#### [Exercise]
A verbatim reproduction of every entry is the expected answer.

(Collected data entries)
============================================================
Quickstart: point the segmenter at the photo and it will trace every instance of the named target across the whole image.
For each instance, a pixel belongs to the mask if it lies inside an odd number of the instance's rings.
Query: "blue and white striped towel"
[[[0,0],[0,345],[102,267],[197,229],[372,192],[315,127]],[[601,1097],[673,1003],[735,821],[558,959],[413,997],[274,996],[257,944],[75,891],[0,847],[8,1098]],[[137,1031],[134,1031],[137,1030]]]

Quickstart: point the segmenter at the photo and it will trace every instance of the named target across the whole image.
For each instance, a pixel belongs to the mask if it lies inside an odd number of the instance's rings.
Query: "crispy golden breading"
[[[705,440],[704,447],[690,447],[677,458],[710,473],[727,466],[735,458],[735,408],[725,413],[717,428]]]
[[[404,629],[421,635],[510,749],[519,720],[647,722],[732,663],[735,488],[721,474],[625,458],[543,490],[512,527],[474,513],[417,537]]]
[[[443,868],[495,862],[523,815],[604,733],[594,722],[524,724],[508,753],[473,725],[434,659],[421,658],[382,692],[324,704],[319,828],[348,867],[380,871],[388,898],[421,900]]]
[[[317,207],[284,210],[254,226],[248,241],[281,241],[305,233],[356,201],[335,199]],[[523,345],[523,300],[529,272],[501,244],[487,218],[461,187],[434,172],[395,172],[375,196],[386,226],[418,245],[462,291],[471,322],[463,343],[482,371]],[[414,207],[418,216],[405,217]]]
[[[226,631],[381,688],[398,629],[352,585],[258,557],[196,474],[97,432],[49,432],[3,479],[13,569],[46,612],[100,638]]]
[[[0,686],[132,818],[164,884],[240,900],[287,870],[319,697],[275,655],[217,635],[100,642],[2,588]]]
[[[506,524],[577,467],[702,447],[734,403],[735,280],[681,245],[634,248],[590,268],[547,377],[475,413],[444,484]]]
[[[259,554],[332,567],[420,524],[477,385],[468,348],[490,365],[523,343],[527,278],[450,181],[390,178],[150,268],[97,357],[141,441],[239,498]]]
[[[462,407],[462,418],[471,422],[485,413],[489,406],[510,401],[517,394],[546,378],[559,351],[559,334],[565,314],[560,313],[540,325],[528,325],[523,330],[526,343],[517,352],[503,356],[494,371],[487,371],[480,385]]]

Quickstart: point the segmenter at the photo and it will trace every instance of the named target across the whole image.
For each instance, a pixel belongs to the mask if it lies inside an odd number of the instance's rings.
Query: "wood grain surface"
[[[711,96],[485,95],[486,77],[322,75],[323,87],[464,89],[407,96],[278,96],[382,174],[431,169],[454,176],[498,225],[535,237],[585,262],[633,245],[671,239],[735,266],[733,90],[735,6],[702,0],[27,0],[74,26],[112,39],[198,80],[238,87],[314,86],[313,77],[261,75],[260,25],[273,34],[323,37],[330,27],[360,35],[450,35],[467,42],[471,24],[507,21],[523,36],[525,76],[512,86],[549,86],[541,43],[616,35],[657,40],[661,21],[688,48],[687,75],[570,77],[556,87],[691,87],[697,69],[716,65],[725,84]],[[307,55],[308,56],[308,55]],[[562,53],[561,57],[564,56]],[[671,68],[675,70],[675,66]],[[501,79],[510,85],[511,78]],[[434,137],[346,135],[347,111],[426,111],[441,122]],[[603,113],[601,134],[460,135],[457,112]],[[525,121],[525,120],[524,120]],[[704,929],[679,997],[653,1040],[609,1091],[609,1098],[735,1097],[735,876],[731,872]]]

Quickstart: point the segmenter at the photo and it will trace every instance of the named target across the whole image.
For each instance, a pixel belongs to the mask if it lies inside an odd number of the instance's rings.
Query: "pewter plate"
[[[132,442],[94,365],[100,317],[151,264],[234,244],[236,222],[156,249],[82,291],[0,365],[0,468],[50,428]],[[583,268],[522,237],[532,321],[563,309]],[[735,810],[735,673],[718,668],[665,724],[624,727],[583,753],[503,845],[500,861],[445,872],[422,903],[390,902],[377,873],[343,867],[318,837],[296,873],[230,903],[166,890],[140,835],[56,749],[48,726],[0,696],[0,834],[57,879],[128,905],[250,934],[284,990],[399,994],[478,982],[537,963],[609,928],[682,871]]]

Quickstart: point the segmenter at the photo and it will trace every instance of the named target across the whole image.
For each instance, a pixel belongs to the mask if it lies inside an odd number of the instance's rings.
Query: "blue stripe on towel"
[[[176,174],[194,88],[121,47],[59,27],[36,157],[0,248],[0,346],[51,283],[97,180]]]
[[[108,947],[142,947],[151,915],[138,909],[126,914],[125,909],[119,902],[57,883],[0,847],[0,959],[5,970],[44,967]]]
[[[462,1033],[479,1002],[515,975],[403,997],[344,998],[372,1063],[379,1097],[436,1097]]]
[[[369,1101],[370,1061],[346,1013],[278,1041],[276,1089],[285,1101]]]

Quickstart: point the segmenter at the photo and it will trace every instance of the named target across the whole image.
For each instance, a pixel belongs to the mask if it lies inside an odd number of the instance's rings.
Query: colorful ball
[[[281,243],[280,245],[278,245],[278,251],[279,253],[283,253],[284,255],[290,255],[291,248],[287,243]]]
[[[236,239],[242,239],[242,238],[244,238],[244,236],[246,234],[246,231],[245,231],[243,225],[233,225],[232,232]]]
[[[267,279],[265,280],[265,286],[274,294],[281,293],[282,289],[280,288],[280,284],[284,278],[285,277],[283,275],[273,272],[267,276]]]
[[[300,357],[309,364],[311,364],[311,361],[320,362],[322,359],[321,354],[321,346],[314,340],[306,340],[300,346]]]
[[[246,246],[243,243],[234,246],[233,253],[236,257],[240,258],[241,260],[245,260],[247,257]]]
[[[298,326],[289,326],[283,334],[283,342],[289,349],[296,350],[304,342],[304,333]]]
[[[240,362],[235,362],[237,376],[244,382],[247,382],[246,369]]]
============================================================
#### [Expected answer]
Quickstart: point the segmenter at the photo and it will trace every instance of the named target across the whole image.
For each instance, a pixel belongs to the mask if it lies inside an odd number of the instance's rings.
Query: "blue and white striped towel"
[[[0,0],[0,345],[102,267],[197,229],[372,192],[315,127]],[[601,1097],[673,1003],[735,821],[558,959],[413,997],[274,996],[257,944],[75,891],[0,847],[8,1098]],[[137,1031],[134,1031],[137,1030]]]

Quickstart: point the segmenter at the photo and it will trace every instance of the named target across the whole image.
For each instance, a pixel belongs to the mask if it lies inside an odd number of the instance's rings.
Query: "crispy golden breading"
[[[705,440],[704,447],[690,447],[677,458],[710,473],[727,466],[735,458],[735,408],[725,413],[717,428]]]
[[[404,629],[421,635],[510,749],[519,720],[647,722],[732,663],[735,488],[721,474],[625,458],[543,490],[512,527],[474,513],[417,537]]]
[[[443,868],[495,862],[523,815],[604,733],[594,722],[524,724],[508,753],[473,725],[434,659],[421,658],[382,692],[324,704],[319,828],[348,867],[380,871],[388,898],[421,900]]]
[[[317,207],[284,210],[254,226],[248,241],[281,241],[305,233],[356,201],[335,199]],[[523,345],[523,300],[529,272],[501,244],[487,218],[461,187],[434,172],[395,172],[375,196],[386,226],[418,245],[462,291],[471,322],[463,343],[482,371]],[[414,207],[418,216],[405,217]]]
[[[226,631],[381,688],[398,629],[352,585],[258,557],[196,474],[97,432],[49,432],[3,479],[13,569],[46,612],[100,638]]]
[[[0,686],[132,818],[164,884],[240,900],[287,870],[319,697],[275,655],[217,635],[100,642],[2,588]]]
[[[506,524],[577,467],[702,447],[734,403],[735,280],[681,245],[634,248],[590,268],[547,377],[475,413],[444,484]]]
[[[259,554],[332,567],[420,524],[477,385],[468,348],[490,365],[523,343],[527,278],[450,181],[390,178],[150,268],[97,357],[141,441],[239,498]]]
[[[462,407],[462,418],[471,422],[485,413],[489,406],[510,401],[517,394],[546,378],[559,351],[559,334],[565,314],[560,313],[540,325],[528,325],[523,330],[526,343],[517,352],[503,356],[494,371],[487,371],[480,385]]]

Quickstart: point the segmenter at the photo and it will trace every instance of the named target across the whole image.
For each instance, a pixel belongs to the mask if it lies inside an odd number of the instance's rings.
Query: "wood grain surface"
[[[711,96],[485,95],[486,77],[322,75],[323,87],[464,89],[407,96],[278,96],[382,174],[431,169],[454,176],[498,225],[535,237],[585,262],[633,245],[671,239],[735,266],[733,90],[735,6],[702,0],[27,0],[74,26],[112,39],[198,80],[238,87],[314,86],[313,77],[261,75],[260,25],[273,34],[323,37],[330,27],[360,35],[450,35],[467,42],[471,24],[507,21],[523,36],[525,76],[512,86],[549,86],[541,43],[616,35],[657,40],[661,21],[688,48],[687,75],[570,77],[556,87],[691,87],[697,69],[716,65],[725,84]],[[307,55],[308,56],[308,55]],[[562,53],[561,57],[564,56]],[[671,68],[675,70],[675,66]],[[501,79],[510,85],[511,78]],[[434,137],[346,135],[347,111],[426,111],[441,122]],[[603,113],[601,134],[460,135],[457,112]],[[525,121],[525,120],[524,120]],[[704,929],[679,997],[653,1040],[609,1091],[609,1098],[735,1097],[735,876],[731,872]]]

Quickstart: point the segmenter at the photo and it will trace every instance of the named target across the whole image.
For each instance, a pixel belongs to the mask if it lies inside an odd number of the instance's rings.
Query: "pewter plate"
[[[132,442],[94,365],[100,317],[151,264],[234,244],[236,222],[156,249],[82,291],[0,365],[0,468],[50,428]],[[583,268],[522,237],[532,321],[563,309]],[[735,810],[735,673],[718,668],[665,724],[624,727],[583,753],[503,845],[500,861],[445,872],[422,903],[390,902],[377,873],[343,867],[318,837],[296,873],[230,903],[166,890],[140,835],[56,749],[48,726],[0,696],[0,834],[57,879],[128,905],[250,934],[284,990],[399,994],[478,982],[537,963],[609,928],[682,871]]]

Quickstart: point the segmenter at the photo and it will trace every instance of the named target across the whole image.
For each instance, a pixel belongs to the mask if it lies inside an odd number of the instance's rings.
Query: "blue stripe on towel"
[[[176,174],[194,88],[121,47],[59,27],[36,157],[0,248],[0,346],[51,283],[97,180]]]
[[[108,947],[142,947],[151,915],[138,909],[126,914],[125,909],[119,902],[57,883],[0,847],[0,959],[5,970],[44,967]]]
[[[462,1033],[479,1002],[515,975],[403,997],[344,998],[372,1063],[379,1097],[436,1097]]]
[[[369,1101],[370,1061],[346,1013],[278,1041],[276,1089],[285,1101]]]

Quickstart: point the segmenter at the photo and it will trace every instance of the named target across the whole image.
For each instance, a pixel belongs to the mask if it lies inside an odd number of the instance's rings.
Query: colorful ball
[[[281,243],[280,245],[278,245],[278,251],[279,253],[283,253],[284,255],[290,255],[291,248],[287,243]]]
[[[236,239],[242,239],[242,238],[244,238],[244,236],[246,234],[246,231],[245,231],[243,225],[233,225],[232,232]]]
[[[267,279],[265,280],[265,286],[274,294],[281,293],[282,289],[280,288],[280,284],[284,278],[285,277],[283,275],[273,272],[267,276]]]
[[[300,357],[309,364],[311,364],[311,361],[320,362],[322,359],[321,354],[321,346],[314,340],[306,340],[300,346]]]
[[[246,246],[243,243],[234,246],[233,253],[236,257],[240,258],[241,260],[245,260],[247,257]]]
[[[298,326],[289,326],[283,334],[283,342],[289,349],[296,350],[304,342],[304,333]]]
[[[240,362],[235,362],[237,376],[244,382],[247,382],[246,369]]]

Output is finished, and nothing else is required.